### Required action:
What follows is a set of records; give them all back exactly.

*** Opening Material provided ***

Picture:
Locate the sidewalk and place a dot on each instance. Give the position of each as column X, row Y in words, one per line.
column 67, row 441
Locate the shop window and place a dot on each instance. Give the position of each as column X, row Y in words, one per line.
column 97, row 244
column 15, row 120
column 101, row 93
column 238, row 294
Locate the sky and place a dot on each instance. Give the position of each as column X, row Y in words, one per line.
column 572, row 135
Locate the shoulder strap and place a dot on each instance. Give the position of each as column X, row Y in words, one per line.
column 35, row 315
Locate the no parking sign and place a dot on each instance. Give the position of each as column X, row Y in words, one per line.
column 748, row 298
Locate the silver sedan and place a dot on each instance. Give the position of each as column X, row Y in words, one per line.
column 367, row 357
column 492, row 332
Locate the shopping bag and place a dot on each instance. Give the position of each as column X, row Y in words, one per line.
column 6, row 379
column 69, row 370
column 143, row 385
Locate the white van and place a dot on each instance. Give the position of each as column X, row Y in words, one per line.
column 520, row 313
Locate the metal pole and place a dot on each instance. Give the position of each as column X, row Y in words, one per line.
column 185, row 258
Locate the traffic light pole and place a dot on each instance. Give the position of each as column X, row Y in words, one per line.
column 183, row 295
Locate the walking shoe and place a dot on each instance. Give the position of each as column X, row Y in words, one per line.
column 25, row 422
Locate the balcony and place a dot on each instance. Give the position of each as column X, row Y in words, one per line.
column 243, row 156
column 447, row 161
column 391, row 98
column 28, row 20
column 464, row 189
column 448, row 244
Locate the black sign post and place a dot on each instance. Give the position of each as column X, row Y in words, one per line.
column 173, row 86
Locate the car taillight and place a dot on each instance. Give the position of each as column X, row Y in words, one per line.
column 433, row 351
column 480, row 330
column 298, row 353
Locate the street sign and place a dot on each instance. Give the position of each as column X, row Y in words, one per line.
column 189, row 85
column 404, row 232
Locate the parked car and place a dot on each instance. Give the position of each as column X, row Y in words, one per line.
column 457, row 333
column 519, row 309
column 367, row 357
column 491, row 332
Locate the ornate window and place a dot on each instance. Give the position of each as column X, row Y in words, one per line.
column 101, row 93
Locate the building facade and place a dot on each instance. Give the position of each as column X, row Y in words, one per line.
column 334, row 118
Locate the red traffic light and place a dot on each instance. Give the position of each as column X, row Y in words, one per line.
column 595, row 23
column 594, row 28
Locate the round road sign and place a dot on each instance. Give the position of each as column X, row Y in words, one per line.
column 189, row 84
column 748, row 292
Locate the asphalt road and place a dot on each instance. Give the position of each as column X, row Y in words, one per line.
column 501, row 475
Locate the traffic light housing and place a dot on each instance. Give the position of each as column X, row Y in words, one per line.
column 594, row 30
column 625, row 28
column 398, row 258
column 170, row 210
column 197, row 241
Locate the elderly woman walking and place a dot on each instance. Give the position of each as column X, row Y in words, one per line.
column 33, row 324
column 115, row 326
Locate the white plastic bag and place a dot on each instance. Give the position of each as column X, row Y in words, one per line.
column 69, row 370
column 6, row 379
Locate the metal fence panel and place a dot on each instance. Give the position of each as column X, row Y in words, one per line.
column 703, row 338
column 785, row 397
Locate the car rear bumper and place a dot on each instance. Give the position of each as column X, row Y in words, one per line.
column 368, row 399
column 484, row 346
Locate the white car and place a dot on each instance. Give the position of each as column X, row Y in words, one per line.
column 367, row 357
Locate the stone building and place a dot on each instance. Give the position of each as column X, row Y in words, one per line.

*** Closing Material provided ***

### Exercise result:
Picture:
Locate the sidewalk and place a dot on each instance. Give the position of each as column X, row Y in words, one per line.
column 67, row 441
Locate the shop window and place a dot on each instance. Give the position of each as column X, row Y in words, one per line.
column 97, row 244
column 15, row 120
column 101, row 93
column 238, row 294
Locate the sky and place a dot on each instance. Give the position of each as column X, row Y in words, one per line.
column 572, row 135
Locate the shoulder strap and place a dot on each instance. Give the position of each as column X, row Y in words, one per line.
column 35, row 315
Locate the no parking sign and place a dot on each instance. Give the position of each as column X, row Y in words, one per line.
column 748, row 298
Locate the silver sedan and place a dot on each instance. Give the position of each as column X, row Y in words, one per line.
column 367, row 357
column 492, row 332
Locate the shopping bag and place a dot on each instance. Give the position of each as column X, row Y in words, one per line.
column 6, row 379
column 69, row 370
column 143, row 385
Locate the white van and place a dot on each instance. Give the position of each as column X, row Y in words, one per line.
column 520, row 313
Locate the metal pole and place a dot on each instance. Give the position of each as column X, row Y in words, one per line.
column 185, row 258
Locate the traffic light pole and place a dot on each instance. Give the position of each as column X, row Y in words, one per line.
column 183, row 295
Locate the walking shoe and place a dot on each instance. Give the position of each as column X, row Y in words, one per line.
column 25, row 422
Locate the balcony and place a dot on each instance. Give the position of each as column X, row Y in words, one per line.
column 243, row 156
column 447, row 161
column 391, row 98
column 28, row 20
column 464, row 189
column 448, row 244
Locate the black sign post and place a dot on each instance. Give the position of each as column X, row Y in words, one per line.
column 173, row 86
Locate the car taillight and place a dot on each instance. Give the position of each as column X, row Y in words, one per line.
column 433, row 351
column 480, row 330
column 298, row 353
Locate the street sign and place a dot on each instance. Give the position of each as column X, row Y in words, one per line.
column 189, row 85
column 404, row 232
Locate the parked car and place a dot on each instance. Give the position of each as column X, row Y in words, one per line.
column 457, row 333
column 519, row 309
column 367, row 357
column 491, row 332
Locate the ornate window and place a dot on each instance. Give the position of each as column X, row Y in words, one per line.
column 101, row 93
Locate the building facade and place a dot on each instance. Give the position of each as column X, row Y in words, one per line.
column 334, row 118
Locate the red traffic light and place a dot on each instance. Give the position of each as column X, row Y in words, one per line.
column 595, row 23
column 594, row 28
Locate the round road sign and place a dot on each instance. Give the position of each as column X, row Y in words, one per line.
column 189, row 84
column 748, row 292
Locate the asphalt road and place a dot on each instance. Give the position of each as column X, row Y in words, one per line.
column 501, row 475
Locate the traffic light housing and place a dot on each instance. Give the position of each as column X, row Y in words, one per line.
column 594, row 30
column 625, row 28
column 398, row 258
column 170, row 210
column 197, row 241
Locate the elderly woman walking and place a dot on each instance. Give the position of each as column X, row Y in words, one per line.
column 33, row 324
column 115, row 326
Locate the white plastic bag and place a dot on each instance. Give the position of each as column X, row Y in words, one per line.
column 69, row 370
column 6, row 379
Locate the metal fence panel and place a dot on each instance. Give the position of each as column X, row Y in words, one per line.
column 703, row 338
column 785, row 397
Locate the car rear bumper and place a dot on each instance. Give the position of each as column X, row Y in words, one per line.
column 368, row 399
column 484, row 346
Locate the white car and place a dot on each instance. Give the position of each as column X, row Y in words, one per line.
column 367, row 357
Locate the stone building and place a dot on each instance. Give the position of each as column X, row Y in words, one per line.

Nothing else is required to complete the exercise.